WHAT IS REQUIRED
From the data below, copy every line that contains the word "metal", matching uppercase and lowercase exactly.

^^^^

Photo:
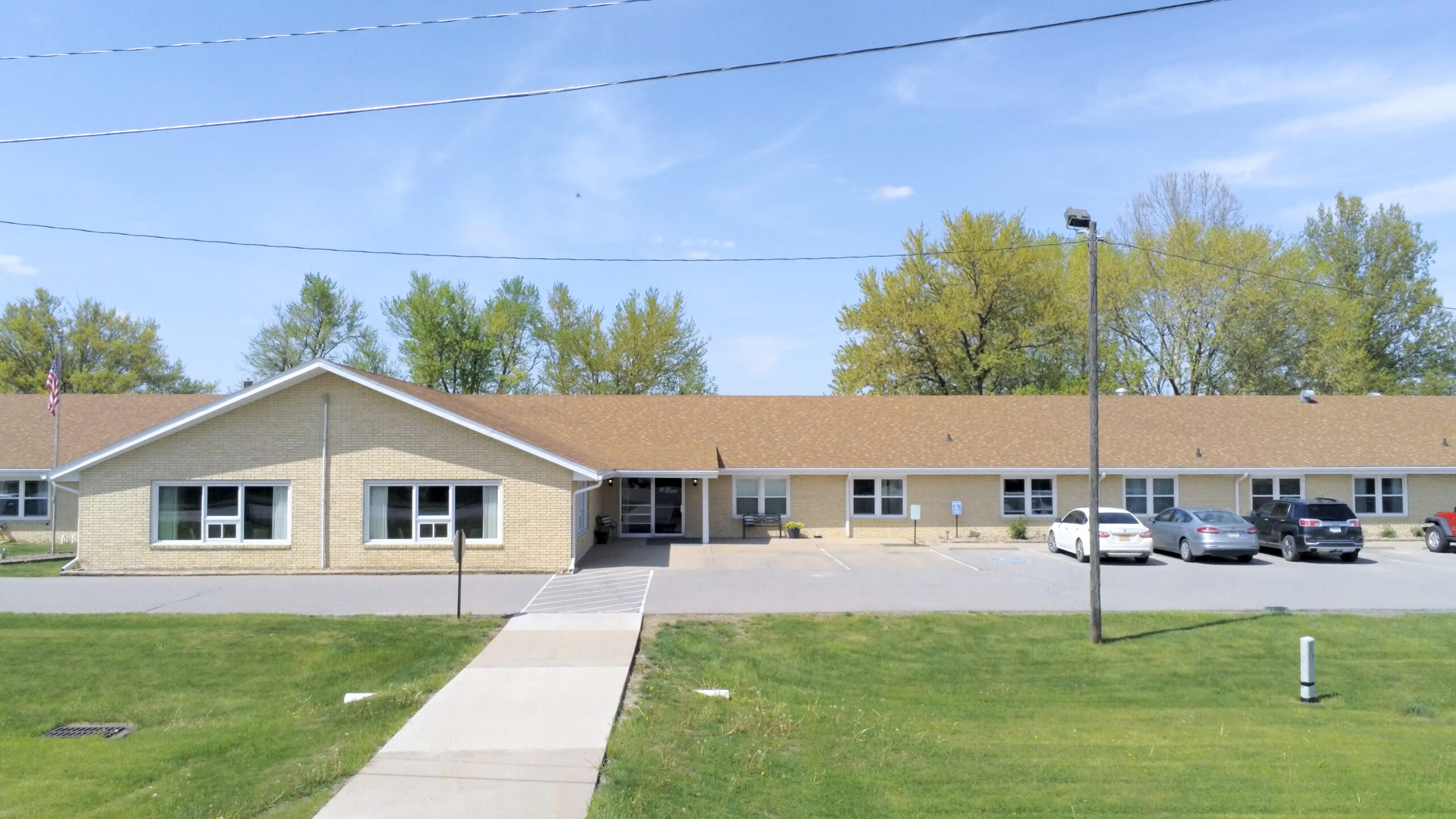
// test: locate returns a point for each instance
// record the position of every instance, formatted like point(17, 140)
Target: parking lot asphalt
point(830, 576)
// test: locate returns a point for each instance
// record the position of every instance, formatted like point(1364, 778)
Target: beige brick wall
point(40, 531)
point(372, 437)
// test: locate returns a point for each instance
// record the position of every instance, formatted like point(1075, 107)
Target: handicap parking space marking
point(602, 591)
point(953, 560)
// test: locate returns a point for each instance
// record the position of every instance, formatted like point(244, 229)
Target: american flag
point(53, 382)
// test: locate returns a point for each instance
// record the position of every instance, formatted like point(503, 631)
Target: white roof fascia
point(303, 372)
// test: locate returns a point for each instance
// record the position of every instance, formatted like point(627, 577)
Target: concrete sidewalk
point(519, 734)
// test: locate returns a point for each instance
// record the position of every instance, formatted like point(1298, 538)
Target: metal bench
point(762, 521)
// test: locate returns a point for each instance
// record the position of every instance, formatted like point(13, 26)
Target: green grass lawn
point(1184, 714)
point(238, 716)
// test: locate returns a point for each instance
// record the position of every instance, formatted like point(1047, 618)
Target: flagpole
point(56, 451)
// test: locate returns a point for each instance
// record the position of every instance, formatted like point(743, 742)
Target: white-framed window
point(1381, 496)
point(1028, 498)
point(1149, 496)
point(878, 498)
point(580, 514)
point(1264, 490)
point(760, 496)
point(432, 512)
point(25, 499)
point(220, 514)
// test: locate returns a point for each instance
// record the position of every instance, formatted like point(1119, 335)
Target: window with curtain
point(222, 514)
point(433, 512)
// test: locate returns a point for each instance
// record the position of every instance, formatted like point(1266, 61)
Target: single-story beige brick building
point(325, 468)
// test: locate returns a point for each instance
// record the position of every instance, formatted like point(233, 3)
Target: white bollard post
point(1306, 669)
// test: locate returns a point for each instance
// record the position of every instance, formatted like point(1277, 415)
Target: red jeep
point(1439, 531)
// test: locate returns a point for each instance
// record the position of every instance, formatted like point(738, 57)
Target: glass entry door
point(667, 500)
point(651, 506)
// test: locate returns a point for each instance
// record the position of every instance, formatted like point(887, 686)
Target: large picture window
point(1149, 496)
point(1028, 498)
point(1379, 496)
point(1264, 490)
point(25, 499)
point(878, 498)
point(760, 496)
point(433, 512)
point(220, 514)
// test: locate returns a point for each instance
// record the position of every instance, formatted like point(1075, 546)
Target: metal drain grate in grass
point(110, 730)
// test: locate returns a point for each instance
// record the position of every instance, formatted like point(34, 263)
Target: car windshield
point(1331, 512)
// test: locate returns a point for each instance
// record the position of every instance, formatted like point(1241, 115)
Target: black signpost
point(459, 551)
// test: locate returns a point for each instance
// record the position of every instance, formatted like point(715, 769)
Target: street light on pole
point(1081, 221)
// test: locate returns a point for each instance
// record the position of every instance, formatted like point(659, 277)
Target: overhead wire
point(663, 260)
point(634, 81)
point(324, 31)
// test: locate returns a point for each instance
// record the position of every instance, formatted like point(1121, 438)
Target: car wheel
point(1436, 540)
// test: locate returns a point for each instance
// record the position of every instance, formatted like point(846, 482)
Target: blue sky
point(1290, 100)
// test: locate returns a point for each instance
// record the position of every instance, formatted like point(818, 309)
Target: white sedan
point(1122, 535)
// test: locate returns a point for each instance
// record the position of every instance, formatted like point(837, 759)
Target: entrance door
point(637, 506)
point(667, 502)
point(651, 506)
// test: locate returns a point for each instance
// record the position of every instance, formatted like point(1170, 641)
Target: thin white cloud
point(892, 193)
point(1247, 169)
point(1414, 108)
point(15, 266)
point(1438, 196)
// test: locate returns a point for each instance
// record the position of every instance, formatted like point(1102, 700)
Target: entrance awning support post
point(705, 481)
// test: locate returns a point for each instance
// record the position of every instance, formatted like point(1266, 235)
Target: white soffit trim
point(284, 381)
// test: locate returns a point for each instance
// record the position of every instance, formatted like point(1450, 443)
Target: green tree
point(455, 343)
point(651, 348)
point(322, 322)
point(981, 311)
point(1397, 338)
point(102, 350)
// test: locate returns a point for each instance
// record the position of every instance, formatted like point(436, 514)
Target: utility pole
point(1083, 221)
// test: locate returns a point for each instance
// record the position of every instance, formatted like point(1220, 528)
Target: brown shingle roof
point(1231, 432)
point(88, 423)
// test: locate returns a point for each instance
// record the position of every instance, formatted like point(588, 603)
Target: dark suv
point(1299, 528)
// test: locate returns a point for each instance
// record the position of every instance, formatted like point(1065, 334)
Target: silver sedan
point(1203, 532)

^^^^

EXERCISE RESULT
Target: metal bench
Target: metal drain grate in grass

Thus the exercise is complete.